═══ GIVEN TEXT ═══

The accurate charts can also be used as a problem involving fitting curves to equations. They can also be used to practise numerical integration.
You can print off the graphs here
, or as accurate charts with scales here
(One approach) Give the graphs to the class and say that they come in integral/differential pairs. For classes who have not yet met integration: "These graphs come in pairs. For each function $f(x)$ there is a graph of the function $A(x)$ where $A(x)$ is the area under the curve $y=f(t)$ between $t=0$ and $t=x$. Can you match each graph of a function
$f$ with its corresponding graph of the area function $A$?"
Students could work in pairs for this activity. It is important that they give evidence for why they believe that each pair goes together. Students who have met the idea of integration as anti-differentiation could use this to check their pairings by looking for turning points mapping to a zero on the derivative graph. Students with a more sophisticated understanding should be expected to give
the most rigorous answers.

═══ MATERIAL ═══

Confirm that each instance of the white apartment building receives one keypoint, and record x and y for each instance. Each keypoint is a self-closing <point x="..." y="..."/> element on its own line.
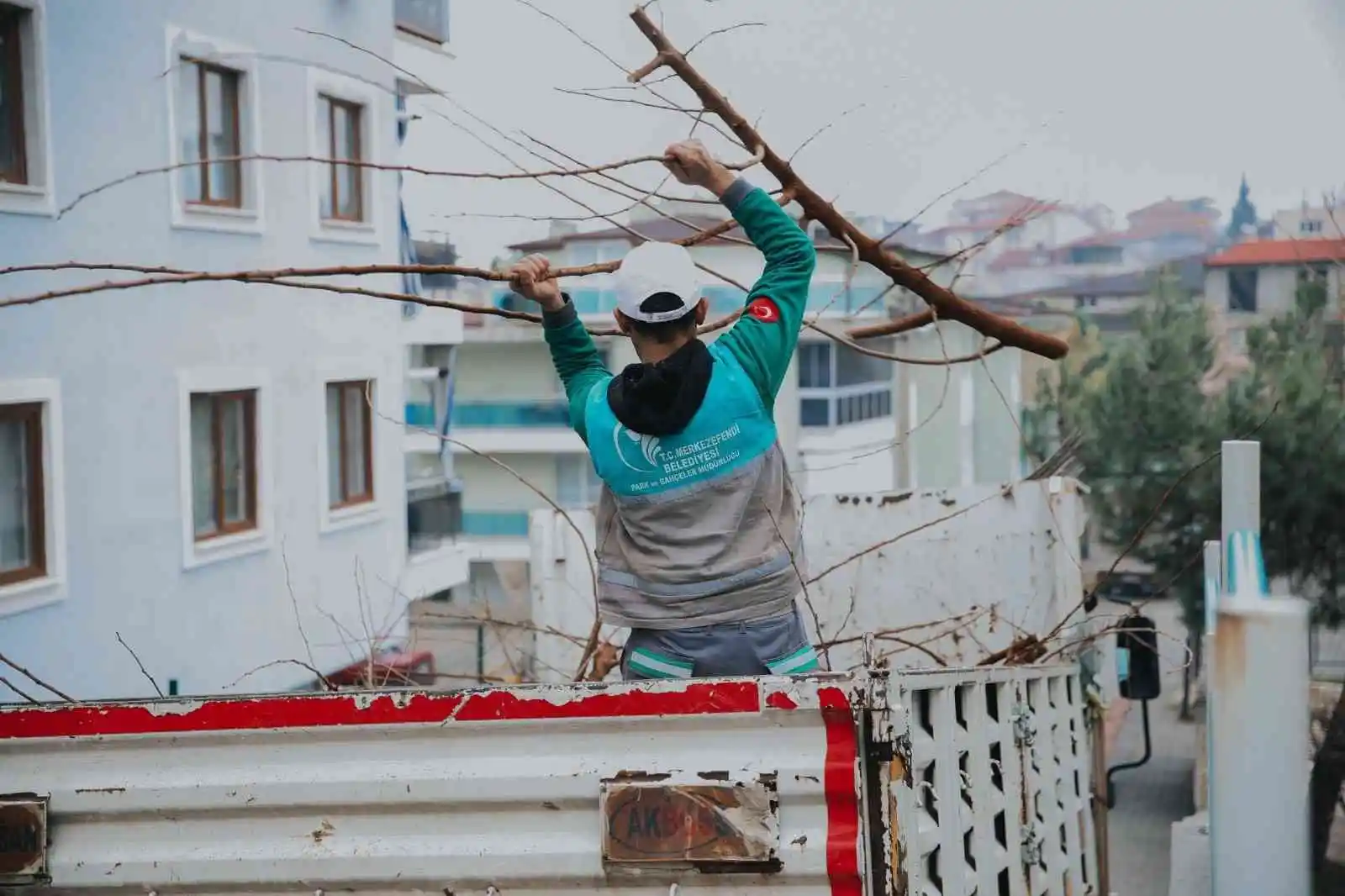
<point x="213" y="477"/>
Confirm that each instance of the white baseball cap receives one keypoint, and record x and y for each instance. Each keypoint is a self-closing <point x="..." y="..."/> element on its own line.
<point x="654" y="268"/>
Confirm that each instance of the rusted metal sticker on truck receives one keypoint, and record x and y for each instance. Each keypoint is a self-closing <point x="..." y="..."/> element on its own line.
<point x="710" y="825"/>
<point x="24" y="841"/>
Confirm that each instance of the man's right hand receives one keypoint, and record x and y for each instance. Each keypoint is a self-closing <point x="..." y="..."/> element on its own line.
<point x="693" y="165"/>
<point x="531" y="279"/>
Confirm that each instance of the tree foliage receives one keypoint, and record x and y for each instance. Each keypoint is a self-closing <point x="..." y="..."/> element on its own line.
<point x="1244" y="213"/>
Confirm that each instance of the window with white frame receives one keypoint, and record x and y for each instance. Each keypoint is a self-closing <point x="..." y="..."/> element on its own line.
<point x="840" y="385"/>
<point x="213" y="121"/>
<point x="13" y="141"/>
<point x="31" y="495"/>
<point x="340" y="134"/>
<point x="210" y="134"/>
<point x="24" y="529"/>
<point x="24" y="150"/>
<point x="576" y="482"/>
<point x="343" y="134"/>
<point x="224" y="463"/>
<point x="350" y="444"/>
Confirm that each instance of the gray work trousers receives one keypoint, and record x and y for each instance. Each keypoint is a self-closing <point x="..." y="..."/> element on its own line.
<point x="773" y="646"/>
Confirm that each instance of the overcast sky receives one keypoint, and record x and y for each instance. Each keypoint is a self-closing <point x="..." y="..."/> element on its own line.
<point x="1110" y="101"/>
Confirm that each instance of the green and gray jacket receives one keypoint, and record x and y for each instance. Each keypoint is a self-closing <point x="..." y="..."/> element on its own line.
<point x="697" y="521"/>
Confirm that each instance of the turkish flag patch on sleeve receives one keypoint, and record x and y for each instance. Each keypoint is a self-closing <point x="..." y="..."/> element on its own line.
<point x="764" y="309"/>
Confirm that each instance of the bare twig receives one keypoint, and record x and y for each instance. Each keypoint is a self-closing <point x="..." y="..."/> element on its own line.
<point x="143" y="670"/>
<point x="814" y="206"/>
<point x="11" y="687"/>
<point x="35" y="680"/>
<point x="724" y="30"/>
<point x="299" y="620"/>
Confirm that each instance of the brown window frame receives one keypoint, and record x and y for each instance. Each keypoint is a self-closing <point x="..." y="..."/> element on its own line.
<point x="356" y="114"/>
<point x="11" y="66"/>
<point x="347" y="499"/>
<point x="217" y="467"/>
<point x="31" y="414"/>
<point x="233" y="80"/>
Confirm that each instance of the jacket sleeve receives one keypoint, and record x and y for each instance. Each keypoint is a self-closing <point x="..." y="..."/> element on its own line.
<point x="576" y="360"/>
<point x="764" y="338"/>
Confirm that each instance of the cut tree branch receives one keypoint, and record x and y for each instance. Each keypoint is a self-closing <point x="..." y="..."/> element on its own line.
<point x="948" y="306"/>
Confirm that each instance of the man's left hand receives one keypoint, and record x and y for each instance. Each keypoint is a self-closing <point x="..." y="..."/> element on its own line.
<point x="531" y="279"/>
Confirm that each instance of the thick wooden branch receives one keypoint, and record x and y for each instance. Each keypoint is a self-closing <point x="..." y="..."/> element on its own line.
<point x="945" y="303"/>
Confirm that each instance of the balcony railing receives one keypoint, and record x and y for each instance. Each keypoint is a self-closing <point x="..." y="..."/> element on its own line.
<point x="844" y="403"/>
<point x="495" y="524"/>
<point x="420" y="414"/>
<point x="511" y="414"/>
<point x="424" y="18"/>
<point x="434" y="515"/>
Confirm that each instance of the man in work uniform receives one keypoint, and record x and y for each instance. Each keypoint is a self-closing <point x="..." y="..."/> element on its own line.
<point x="699" y="528"/>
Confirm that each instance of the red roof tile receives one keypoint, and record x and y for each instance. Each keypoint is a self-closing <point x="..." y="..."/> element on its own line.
<point x="1279" y="252"/>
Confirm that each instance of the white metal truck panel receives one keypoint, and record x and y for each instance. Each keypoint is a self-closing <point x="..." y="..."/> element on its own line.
<point x="994" y="795"/>
<point x="931" y="783"/>
<point x="452" y="793"/>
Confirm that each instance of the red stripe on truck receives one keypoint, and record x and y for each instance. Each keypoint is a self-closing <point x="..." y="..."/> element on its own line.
<point x="841" y="783"/>
<point x="320" y="710"/>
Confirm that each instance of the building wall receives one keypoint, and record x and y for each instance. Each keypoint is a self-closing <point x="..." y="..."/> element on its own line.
<point x="488" y="488"/>
<point x="1309" y="222"/>
<point x="504" y="372"/>
<point x="959" y="423"/>
<point x="1277" y="287"/>
<point x="118" y="360"/>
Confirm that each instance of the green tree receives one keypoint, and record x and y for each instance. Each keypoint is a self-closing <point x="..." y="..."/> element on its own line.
<point x="1142" y="424"/>
<point x="1243" y="214"/>
<point x="1147" y="435"/>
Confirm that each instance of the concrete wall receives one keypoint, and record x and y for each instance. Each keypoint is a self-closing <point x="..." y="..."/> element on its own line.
<point x="118" y="360"/>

═══

TASKS FOR THIS EXERCISE —
#1 According to the graph-matching notes, what can the accurate charts be used to practice besides fitting curves to equations?
#2 Say whether each statement agrees with the graph-matching notes, answering yes or no and quoting the words of the notes that decide it.
(a) The graphs come in pairs.
(b) Students are meant to do the activity on their own.
(c) The area function covers the region under the curve from $t=0$ to $t=x$.
#3 List every group of students or classes that the graph-matching notes describe by what they already know.

OUTPUTS BY TASK —
#1 Numerical integration.

#2
(a) Yes: "These graphs come in pairs."
(b) No: "Students could work in pairs for this activity."
(c) Yes: "$A(x)$ is the area under the curve $y=f(t)$ between $t=0$ and $t=x$"

#3
- Classes who have not yet met integration
- Students who have met the idea of integration as anti-differentiation
- Students with a more sophisticated understanding